SET PROBLEM:
Show each line of the items below that contains the word "ruin", copying every such line unchanged.

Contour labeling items

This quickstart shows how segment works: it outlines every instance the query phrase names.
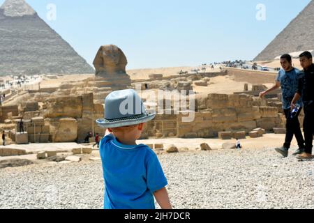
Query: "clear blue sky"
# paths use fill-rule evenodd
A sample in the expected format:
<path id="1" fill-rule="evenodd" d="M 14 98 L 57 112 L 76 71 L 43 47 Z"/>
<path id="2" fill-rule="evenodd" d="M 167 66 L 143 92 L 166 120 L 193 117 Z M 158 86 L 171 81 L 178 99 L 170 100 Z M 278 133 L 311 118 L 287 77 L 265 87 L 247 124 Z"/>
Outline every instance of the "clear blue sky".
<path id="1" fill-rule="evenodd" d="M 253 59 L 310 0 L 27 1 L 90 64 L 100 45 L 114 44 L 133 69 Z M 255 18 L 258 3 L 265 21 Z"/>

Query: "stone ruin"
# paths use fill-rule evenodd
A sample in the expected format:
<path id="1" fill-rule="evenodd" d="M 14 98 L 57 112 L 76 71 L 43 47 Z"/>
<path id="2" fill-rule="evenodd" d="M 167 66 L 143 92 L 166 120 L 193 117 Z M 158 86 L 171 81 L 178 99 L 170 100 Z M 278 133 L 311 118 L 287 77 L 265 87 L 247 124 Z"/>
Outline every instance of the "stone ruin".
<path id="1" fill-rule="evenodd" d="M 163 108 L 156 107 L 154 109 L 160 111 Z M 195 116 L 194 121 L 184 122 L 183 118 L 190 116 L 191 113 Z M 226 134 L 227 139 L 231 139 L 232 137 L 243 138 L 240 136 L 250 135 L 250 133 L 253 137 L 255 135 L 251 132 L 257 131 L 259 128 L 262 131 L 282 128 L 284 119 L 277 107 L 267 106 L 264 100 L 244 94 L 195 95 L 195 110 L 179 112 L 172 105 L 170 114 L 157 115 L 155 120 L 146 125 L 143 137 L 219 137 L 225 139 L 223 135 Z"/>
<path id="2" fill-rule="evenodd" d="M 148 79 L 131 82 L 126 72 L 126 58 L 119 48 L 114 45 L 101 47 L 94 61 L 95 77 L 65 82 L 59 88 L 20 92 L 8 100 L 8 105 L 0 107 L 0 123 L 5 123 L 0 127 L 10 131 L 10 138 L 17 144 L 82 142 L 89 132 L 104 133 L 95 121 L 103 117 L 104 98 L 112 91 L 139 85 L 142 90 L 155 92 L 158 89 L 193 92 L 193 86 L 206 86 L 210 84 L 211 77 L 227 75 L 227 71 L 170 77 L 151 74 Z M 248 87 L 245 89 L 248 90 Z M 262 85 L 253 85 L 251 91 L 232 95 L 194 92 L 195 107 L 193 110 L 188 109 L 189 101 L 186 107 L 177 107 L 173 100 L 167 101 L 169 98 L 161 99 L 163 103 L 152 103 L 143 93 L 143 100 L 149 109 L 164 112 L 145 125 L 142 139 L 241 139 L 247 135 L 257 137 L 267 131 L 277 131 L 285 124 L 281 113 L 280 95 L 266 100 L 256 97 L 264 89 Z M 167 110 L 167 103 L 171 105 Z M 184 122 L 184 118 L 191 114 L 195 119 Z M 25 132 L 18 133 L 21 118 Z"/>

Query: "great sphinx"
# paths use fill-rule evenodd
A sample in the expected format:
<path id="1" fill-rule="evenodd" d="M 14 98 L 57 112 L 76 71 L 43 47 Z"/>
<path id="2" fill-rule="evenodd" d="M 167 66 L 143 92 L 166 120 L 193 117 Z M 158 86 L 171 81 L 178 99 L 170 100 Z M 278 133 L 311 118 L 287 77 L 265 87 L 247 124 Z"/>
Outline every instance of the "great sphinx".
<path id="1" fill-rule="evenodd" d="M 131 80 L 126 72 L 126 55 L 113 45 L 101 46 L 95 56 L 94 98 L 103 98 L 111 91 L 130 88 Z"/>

FINAL RESULT:
Query: "stone ruin"
Outline every instance of the "stone ruin".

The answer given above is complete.